Quoted passage:
■ ■ ■ ■ ■

Huge thanks to the following people and companies for their assistance: -

  • Main Sponsor - TBA (Available for £2,500).
  • Bike sponsor - Canyon (Phil Jones); Trek (James Golding)
  • Cycling Kit - Kalas
  • Nutrition Sponsor - Secret Training
  • The Poole Agency - PR/Content

Wednesday 14 February 2018

Canyon Endurance CF SLX Disc 9.0 Review

You know when you see top end bikes on the television, in a bike shop or in a magazine and you think ‘I’d love to have a good go on one of those, just to see what it does for my riding?’

Canyon Endurance CF SLX in Aero Titanium

Having that opportunity recently, the good people at Canyon UK sent me one of their top bikes, the Canyon Endurance CF SLX for review.  Having covered 50,000 or so miles on the road now, I'm getting a good feel for attributes of bikes and practicalities in day to day use.

New Bike Day

The bike arrives well packed and is really easy to set-up.  There is plenty of protective packaging  all you have to do is install the bars and the front wheel in reality.  All in all, it took me about thirty minutes to get the position dialled with seat height, saddle fore/aft, bar height etc.  Bike was delivered by UPS, everything needed to set it up is in the box.  

Once built, I couldn't wait to get out on it to see how a six grand bike performs on the road. By most peoples budget this would be a well considered purchase and not only does it need to look the business but also perform to a very high standard.

30 Second Clip of Bike fully built
A Comfortable and Fast Ride

The Endurance CF SLX has a more relaxed position suitable for long days in the saddle, sportives, and multi-day events.  I have a dodgy disc in my lower back, so always ride with some stack on the stem.  I was able to set the Endurance CF SLX almost spot on with my bike fit measurements leading to a really good position which was comfortable but also quick.  It would be the bike I'd choose out of the range for that reason.

One question that you might ask yourself is - What’s the difference between the Endurance CF SLX and the Canyon Aeroad?

Having ridden an Aeroad from Chester to Cardiff last year, I can answer that, it all lies in the geometry.  The Aeroad has a more aggressive geometry allowing you to get a lower position in the cockpit, ideal for racing.  You’ll see Continental team Canyon Eisberg racing them in 2018.  So, if you’re someone that likes an aero position when you ride, then it’s also a rather good bike.

■ ■ ■ ■ ■

Set of tasks:
• a. From the sponsor list at the top of the Canyon bike review, name every company credited by name.
• b. Answer these questions from the Canyon bike review.
(i) About how long did it take to get the riding position dialled in?
(ii) Which carrier delivered the bike?
(iii) Between which two places did the writer ride an Aeroad last year?
• c. Continue the Canyon bike review from its last paragraph.

■ ■ ■ ■ ■

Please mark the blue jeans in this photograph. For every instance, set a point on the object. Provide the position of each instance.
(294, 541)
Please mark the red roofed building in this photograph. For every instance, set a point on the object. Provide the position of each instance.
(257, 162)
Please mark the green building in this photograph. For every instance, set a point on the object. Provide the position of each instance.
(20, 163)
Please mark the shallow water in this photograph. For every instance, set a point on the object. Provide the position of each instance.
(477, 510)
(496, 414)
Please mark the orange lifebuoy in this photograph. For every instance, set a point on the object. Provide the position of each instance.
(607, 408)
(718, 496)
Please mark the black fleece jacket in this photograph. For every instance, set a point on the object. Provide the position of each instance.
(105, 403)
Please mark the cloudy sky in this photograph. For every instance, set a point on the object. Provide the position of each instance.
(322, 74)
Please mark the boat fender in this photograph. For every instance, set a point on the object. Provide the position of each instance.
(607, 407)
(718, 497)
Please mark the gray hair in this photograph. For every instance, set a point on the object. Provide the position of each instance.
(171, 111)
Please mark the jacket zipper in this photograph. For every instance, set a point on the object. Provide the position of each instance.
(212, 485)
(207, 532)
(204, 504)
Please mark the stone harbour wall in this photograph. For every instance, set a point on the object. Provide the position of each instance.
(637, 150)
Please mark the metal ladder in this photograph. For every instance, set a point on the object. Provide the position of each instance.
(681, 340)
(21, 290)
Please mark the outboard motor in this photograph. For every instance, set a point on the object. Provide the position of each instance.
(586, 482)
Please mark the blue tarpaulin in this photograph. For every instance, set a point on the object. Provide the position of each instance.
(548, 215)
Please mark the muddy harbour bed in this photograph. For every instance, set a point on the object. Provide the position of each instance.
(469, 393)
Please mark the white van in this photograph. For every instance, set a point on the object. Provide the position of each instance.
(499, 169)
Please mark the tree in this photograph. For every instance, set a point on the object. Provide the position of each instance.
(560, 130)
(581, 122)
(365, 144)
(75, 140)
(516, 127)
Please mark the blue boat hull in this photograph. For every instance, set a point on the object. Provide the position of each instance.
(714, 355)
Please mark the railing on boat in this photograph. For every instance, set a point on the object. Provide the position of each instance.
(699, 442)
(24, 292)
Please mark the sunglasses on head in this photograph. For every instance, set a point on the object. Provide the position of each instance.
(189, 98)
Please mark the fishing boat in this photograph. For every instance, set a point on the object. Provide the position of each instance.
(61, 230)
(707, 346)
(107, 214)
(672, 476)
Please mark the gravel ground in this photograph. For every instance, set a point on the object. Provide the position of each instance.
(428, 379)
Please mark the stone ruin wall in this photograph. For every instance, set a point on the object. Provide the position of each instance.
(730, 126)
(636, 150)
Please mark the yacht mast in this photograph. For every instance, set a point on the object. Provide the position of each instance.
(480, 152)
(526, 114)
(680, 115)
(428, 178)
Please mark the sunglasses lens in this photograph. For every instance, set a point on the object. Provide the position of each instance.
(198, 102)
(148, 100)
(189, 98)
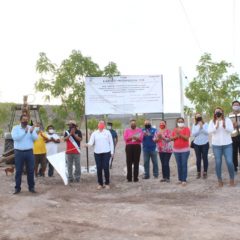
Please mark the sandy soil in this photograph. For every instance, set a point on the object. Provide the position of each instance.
(145, 210)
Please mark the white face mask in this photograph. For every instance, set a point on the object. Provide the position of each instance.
(236, 108)
(181, 124)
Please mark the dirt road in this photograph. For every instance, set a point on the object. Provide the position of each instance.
(146, 210)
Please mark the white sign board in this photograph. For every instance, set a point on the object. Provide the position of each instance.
(124, 95)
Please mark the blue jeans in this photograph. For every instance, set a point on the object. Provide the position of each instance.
(226, 151)
(73, 158)
(164, 158)
(146, 157)
(102, 163)
(201, 152)
(182, 161)
(21, 157)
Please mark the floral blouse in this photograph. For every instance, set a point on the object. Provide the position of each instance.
(164, 144)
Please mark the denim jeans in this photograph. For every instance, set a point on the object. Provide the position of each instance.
(50, 169)
(102, 163)
(236, 151)
(165, 158)
(226, 151)
(201, 152)
(182, 165)
(153, 156)
(73, 158)
(22, 157)
(133, 152)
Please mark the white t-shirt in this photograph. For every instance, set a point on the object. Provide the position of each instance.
(221, 136)
(102, 141)
(52, 147)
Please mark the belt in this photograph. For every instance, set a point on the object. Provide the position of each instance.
(26, 150)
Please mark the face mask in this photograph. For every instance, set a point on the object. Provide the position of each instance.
(180, 124)
(199, 119)
(236, 108)
(101, 126)
(218, 114)
(147, 125)
(24, 124)
(51, 131)
(133, 126)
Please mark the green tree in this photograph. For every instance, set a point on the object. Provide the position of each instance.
(66, 81)
(213, 86)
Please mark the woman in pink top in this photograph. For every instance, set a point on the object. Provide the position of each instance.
(181, 149)
(133, 138)
(164, 145)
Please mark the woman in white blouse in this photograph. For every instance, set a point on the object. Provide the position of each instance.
(103, 150)
(221, 128)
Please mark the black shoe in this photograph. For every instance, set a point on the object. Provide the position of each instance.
(198, 175)
(145, 177)
(17, 191)
(32, 190)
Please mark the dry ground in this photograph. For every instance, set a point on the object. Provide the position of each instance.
(145, 210)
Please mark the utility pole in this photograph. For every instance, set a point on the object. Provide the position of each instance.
(181, 91)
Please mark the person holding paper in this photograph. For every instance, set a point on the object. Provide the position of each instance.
(103, 151)
(133, 137)
(23, 136)
(73, 137)
(52, 146)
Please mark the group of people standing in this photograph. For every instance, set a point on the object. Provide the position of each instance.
(225, 141)
(32, 147)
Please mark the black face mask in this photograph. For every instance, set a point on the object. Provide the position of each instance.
(24, 124)
(199, 119)
(218, 114)
(133, 126)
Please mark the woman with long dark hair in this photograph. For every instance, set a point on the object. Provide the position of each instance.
(181, 149)
(201, 144)
(221, 128)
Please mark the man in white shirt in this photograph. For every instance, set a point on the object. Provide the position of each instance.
(52, 146)
(103, 151)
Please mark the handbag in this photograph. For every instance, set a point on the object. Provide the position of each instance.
(192, 144)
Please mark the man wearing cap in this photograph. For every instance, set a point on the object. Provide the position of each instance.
(114, 137)
(73, 137)
(52, 146)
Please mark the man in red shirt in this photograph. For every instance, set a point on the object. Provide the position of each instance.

■ ■ ■ ■ ■

Results for the exercise:
• a. Canyon, Trek, Kalas, Secret Training, The Poole Agency

• b.
(i) About thirty minutes
(ii) UPS
(iii) Chester and Cardiff

• c.
Shimano Dura-Ace Di2 (Pre Pedal Installation)
The test bike was built with a top spec including full Dura-Ace Di2 electronic groupset, DT Swiss ERC 1400 wheels (21mm profile), coming in at £5,899 including VAT.  (Delivery is £32.99 on top of the bike cost when you order, plus the bikebguard box at £14.99 so the overall bike cost is £5,946.98).

Colour was Aero Titanium, which was very distinctive and invited a lot of comment on the road.  The electronic groupset was sublime with effortless gear changes achieved with a tap of your fingers, trimming being done electronically. Full build details can be found on the Canyon website here.  

DT Swiss Hoops - Very Quick & Responsive on all Surfaces
Riding the bike, the one characteristic that really stood out for me was how quick it was to pick up speed.  At 6.9kg in weight, power just went straight through to the road and you are hurtling along before you know it.  With those characteristics climbing was a joy, easy to find a rhythm and push up anything.  It’s a quick bike and really well balanced at the front.

Descending, it was predictable which is always reassuring. Cornering was grippy on the Continental GP4000 28mm rubber which also soaked up the vibration from the road. Braking was sharp in all weather conditions with the Dura-Ace disc brakes.  

Shot showing the rear end of the bike
On that subject, I know disc brakes divide opinion with many pro riders conveying concern about them in a race environment.  Running a recent twitter poll around disc brakes, I asked peoples opinion about them.  843 people gave their opinion when asked and 71% of people were favourable towards them, results below: -

I currently ride them - 38% of respondents
Will spec them with my next bike - 33% of respondents
Never plan to ride them - 29% of respondents

Disc brakes give a lot of stopping power
So seems disc brakes will likely become more common on the road in the future.  Asking a similar question about groupset choice in another survey (1200 respondents) 69% indicated Shimano as their preferred groupset, so a Shimano Dura-Ace Di2 disc brake seems a pretty good bet if you're buying a bike.

Having covered a few hundred miles on the Endurance CF SLX, I can honestly say it was a joy to ride in any conditions.  With the road camber in the UK being in such poor condition, the wide tyres were very forgiving whilst also have the credentials to ride quickly.  Continental GP4000 is a tyre set I've used on my other bikes for some years, they roll well.

  • Bike comes 95% built, is easy to set-up.
  • Top spec out of the box means not having to spend money on upgrades
  • Dura-Ace Di2 groupset was absolutely on-point.
  • 28mm tyres make the ride very comfortable for UK roads.
  • Comfortable geometry make the bike suitable for short fast rides aswell as long days.
  • Bike very easy to clean with wide apertures in the frame.
  • 30 day exchange period on bikes.
  • 6 year guarantee.
  • Deep section wheels can catch the wind on blowy days, I'd likely buy an additional front wheel for those moments with a shallower section to swap in/out.  Personal preference only.
  • You'll need to know your measurements to order the right bike so it's worth taking a few minutes to use their perfect positioning utility on the website.  Link here.  You can use the livechat on their site or drop them an e-mail if any doubt.  
  • Standard Garmin mounts wont fit the bars, you'll need to buy one of the Canyon approved out front mounts.  
  • Handlebar position is fixed.  If you find your set-up isn't spot on then Canyon offer a cockpit swap within the first 30 days and have different length and width options.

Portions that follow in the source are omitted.